Start of Supplied passage

What should be the time complexity of the following code? I tried to think and come up with O(n 2 ) but the output says it to be of O(n). Can someone please explain through code?
for(int i = 0; i < n; i++){
for(; i < n; i++){
cout << i << endl;
}
}
The complexity of your code is O(n).
Why?
Because, even though you have written two for loops, which probably made you thinking the complexity is O(n 2 ), your code is actually one for loop like:
for (i = 0; i < n; i++){
std::cout << i << std::endl;
}
Once the inner for loop finishes, i
is equal to n
and therefore the condition of outer for loop i < n
is no longer satisfied.
One point to be noted while using such for loops is that your using a single variable.
Irrespective of how many outer loops you add, your code will result in the same with the condition i<n
prevailing in all. The innermost loop is the one which will run till i=n-1
, the rest of which simply won't satisfy the condition.

End of Supplied passage

**Tasks to complete**.
a – In the discussion of nested loop complexity, what is the value of i once the inner for loop finishes?
b – Write the next few sentences of the discussion of nested loop complexity, continuing after its final sentence.

Start of Items

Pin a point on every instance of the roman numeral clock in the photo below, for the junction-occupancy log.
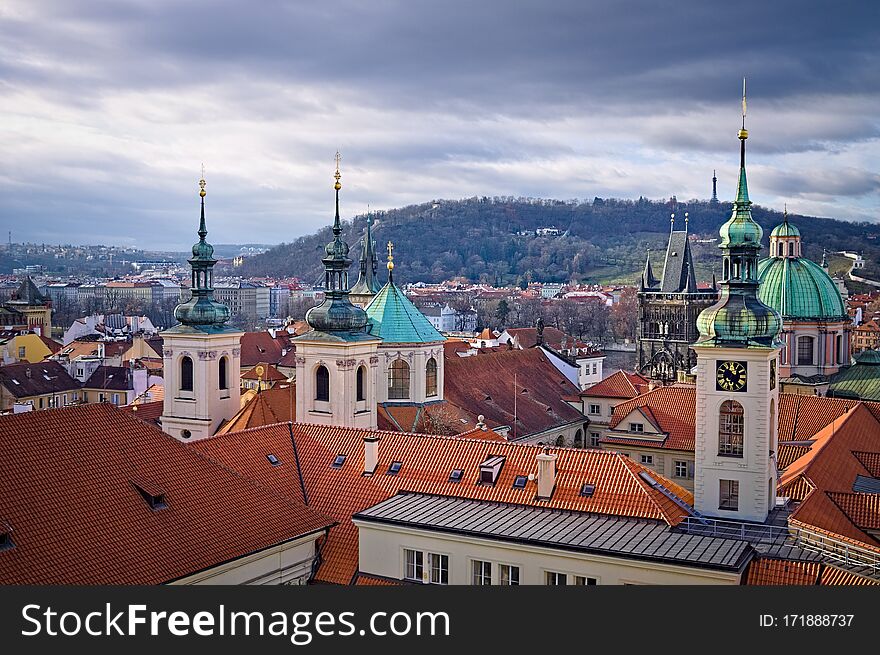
(731, 375)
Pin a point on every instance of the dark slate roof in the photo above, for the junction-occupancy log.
(25, 380)
(567, 530)
(111, 378)
(678, 269)
(28, 294)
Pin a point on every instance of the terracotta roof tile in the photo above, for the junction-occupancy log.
(766, 571)
(484, 384)
(618, 385)
(77, 517)
(427, 463)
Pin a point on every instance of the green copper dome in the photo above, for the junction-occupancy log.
(393, 317)
(799, 289)
(785, 229)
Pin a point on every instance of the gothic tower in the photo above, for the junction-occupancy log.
(668, 310)
(201, 355)
(737, 377)
(367, 284)
(336, 361)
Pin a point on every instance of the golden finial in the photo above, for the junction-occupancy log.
(743, 133)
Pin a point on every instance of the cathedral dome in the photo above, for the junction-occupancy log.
(799, 289)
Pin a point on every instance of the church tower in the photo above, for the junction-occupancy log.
(336, 361)
(668, 310)
(737, 377)
(201, 355)
(367, 284)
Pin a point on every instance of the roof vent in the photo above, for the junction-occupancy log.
(155, 496)
(5, 536)
(490, 469)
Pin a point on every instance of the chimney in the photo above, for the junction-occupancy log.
(371, 454)
(546, 474)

End of Items

**Response list**.
a – It is equal to n.

b –
for(int i=0; i<n; i++)
{ for(; i<n; i++)
{ for(; i<n; i++)
{ for(; i<n; i++) // and so on.
std::cout<<i<<"\n";
}
}
}
Providing a variant to this, if you were to observe one such case of O(n 2 ) complexity, your condition would have been i<n*n
:
for(int i=0; i<n; i++)
{ for(; i<n*n; i++)
std::cout<<i<<"\n";
}
Time complexity of your code is O(n)
and not O(n^2)
because when inner loop ends, at that time value of i has already reached to n. So outer loop cannot run any more.
for(int i = 0; i < 2; i++){
for(; i < 2; i++){
cout << i << endl;
}
//after loop run two times i has value 2.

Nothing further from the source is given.